** To be done **
Please show every line in the entries below that contains the word "light", copying each of those lines in full.

** Records provided **
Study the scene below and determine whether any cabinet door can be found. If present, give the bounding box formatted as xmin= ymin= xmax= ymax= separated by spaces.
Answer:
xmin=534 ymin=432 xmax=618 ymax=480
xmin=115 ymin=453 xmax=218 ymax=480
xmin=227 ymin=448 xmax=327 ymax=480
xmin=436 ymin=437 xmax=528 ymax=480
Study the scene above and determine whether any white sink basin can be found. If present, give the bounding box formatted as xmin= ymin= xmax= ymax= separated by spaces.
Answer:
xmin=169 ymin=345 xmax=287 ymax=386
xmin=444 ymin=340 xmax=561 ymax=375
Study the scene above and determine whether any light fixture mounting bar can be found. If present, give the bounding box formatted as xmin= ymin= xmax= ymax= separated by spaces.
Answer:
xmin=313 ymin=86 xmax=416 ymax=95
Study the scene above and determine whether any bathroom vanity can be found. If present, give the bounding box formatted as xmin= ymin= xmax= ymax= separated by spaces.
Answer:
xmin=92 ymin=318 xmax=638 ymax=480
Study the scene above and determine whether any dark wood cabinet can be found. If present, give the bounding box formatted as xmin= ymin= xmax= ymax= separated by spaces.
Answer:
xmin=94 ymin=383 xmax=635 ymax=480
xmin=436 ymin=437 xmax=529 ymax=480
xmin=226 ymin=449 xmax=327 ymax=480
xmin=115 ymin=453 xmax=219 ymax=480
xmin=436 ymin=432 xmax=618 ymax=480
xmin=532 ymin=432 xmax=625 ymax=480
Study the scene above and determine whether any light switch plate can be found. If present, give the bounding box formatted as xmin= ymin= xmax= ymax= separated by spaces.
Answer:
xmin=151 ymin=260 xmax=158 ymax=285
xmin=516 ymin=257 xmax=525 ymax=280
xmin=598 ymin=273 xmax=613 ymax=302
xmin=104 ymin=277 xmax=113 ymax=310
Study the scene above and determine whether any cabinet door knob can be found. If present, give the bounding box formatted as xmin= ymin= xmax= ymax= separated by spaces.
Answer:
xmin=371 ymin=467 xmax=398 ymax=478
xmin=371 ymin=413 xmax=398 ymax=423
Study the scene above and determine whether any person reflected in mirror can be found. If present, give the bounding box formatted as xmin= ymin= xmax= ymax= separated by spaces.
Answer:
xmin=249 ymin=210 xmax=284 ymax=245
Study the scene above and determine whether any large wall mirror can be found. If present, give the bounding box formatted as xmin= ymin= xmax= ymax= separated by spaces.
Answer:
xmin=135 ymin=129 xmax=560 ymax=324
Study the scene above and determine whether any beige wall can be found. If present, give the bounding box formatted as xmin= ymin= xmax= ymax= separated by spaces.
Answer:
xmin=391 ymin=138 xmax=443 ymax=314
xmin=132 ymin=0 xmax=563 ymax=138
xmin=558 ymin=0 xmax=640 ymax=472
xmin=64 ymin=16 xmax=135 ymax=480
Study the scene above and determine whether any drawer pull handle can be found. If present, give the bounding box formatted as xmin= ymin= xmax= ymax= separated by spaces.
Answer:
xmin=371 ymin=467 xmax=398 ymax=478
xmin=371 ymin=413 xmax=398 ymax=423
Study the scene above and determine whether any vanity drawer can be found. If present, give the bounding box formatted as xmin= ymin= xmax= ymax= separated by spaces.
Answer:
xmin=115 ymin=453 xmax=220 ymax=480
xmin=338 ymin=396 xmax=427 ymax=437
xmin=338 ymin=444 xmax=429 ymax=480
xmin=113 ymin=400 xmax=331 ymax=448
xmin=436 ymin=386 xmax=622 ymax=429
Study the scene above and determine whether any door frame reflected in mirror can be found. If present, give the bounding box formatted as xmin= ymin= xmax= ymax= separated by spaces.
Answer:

** Right answer **
Study the scene above and determine whether any light fixture mounting bar can be found. If present, give the bounding box formatted as xmin= ymin= xmax= ymax= separated by spaces.
Study the scene above and determine whether any light switch plate can be found. If present, give the bounding box formatted as xmin= ymin= xmax= ymax= separated by spaces.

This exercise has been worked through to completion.